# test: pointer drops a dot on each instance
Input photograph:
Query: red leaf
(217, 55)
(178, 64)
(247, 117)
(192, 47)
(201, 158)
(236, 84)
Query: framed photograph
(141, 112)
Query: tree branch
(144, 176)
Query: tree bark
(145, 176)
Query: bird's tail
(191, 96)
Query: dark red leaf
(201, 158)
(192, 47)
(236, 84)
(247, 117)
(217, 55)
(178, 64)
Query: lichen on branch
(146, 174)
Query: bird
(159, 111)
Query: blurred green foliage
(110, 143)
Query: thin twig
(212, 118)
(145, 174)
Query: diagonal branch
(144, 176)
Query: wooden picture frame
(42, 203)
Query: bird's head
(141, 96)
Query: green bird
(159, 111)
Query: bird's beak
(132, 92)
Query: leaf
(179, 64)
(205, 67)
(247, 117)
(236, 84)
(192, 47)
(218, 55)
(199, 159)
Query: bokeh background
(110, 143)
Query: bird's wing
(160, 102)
==
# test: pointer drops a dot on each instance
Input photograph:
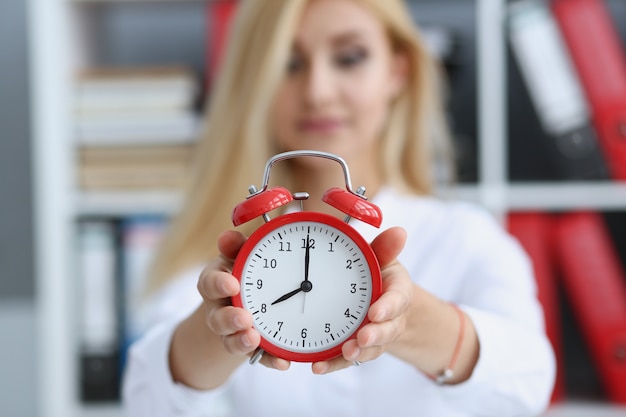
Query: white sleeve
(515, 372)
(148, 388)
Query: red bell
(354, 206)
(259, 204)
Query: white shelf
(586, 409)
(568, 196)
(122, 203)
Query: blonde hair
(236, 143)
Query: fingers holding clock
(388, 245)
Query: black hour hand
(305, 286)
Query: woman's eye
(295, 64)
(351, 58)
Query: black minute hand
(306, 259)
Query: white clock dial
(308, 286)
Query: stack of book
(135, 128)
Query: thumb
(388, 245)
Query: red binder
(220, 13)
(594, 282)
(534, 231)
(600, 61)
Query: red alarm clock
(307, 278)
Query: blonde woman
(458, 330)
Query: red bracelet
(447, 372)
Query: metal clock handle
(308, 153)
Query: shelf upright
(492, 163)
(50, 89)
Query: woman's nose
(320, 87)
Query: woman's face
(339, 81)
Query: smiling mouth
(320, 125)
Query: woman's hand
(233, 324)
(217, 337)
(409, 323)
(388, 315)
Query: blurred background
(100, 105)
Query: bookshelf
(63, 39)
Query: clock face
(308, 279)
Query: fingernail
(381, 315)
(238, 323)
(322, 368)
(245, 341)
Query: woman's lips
==
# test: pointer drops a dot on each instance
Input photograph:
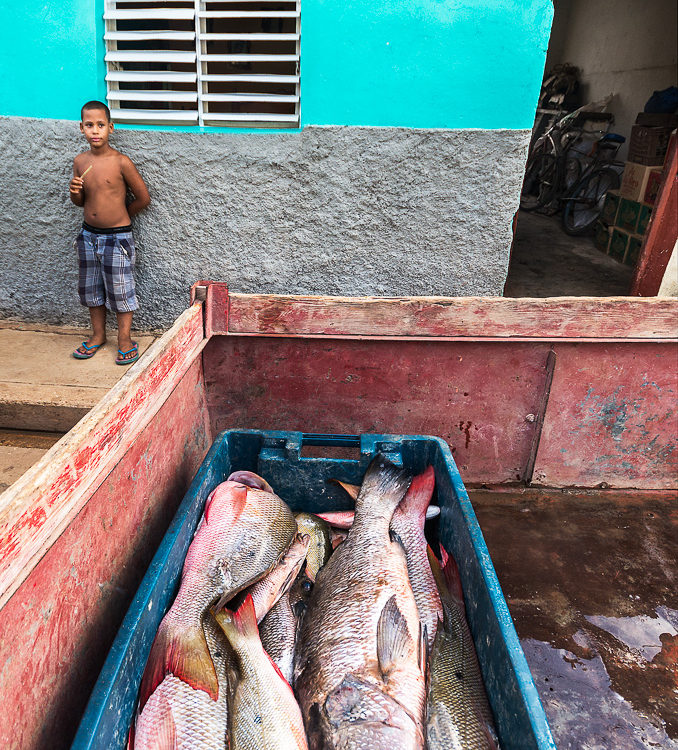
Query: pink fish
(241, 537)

_The problem_. Take the lines above from the one containing "Query: black minute hand" to the one containing "Query: woman's lips" and retype them exactly, both ends included, with nothing added.

_Answer section_.
Query: black minute hand
(306, 259)
Query: white clock dial
(308, 286)
Query: stack of book
(135, 128)
Query: thumb
(388, 245)
Query: red binder
(220, 13)
(594, 282)
(534, 231)
(600, 61)
Query: red alarm clock
(307, 278)
Query: blonde woman
(458, 330)
Query: red bracelet
(447, 372)
Query: metal clock handle
(308, 153)
Query: shelf upright
(492, 163)
(50, 89)
Query: woman's nose
(320, 87)
Query: woman's face
(339, 81)
Query: smiling mouth
(320, 125)
Query: woman's hand
(233, 324)
(217, 337)
(409, 323)
(388, 315)
Query: blurred background
(100, 105)
Query: bookshelf
(63, 39)
Query: clock face
(308, 279)
Query: fingernail
(381, 315)
(238, 323)
(322, 368)
(245, 341)
Query: woman's lips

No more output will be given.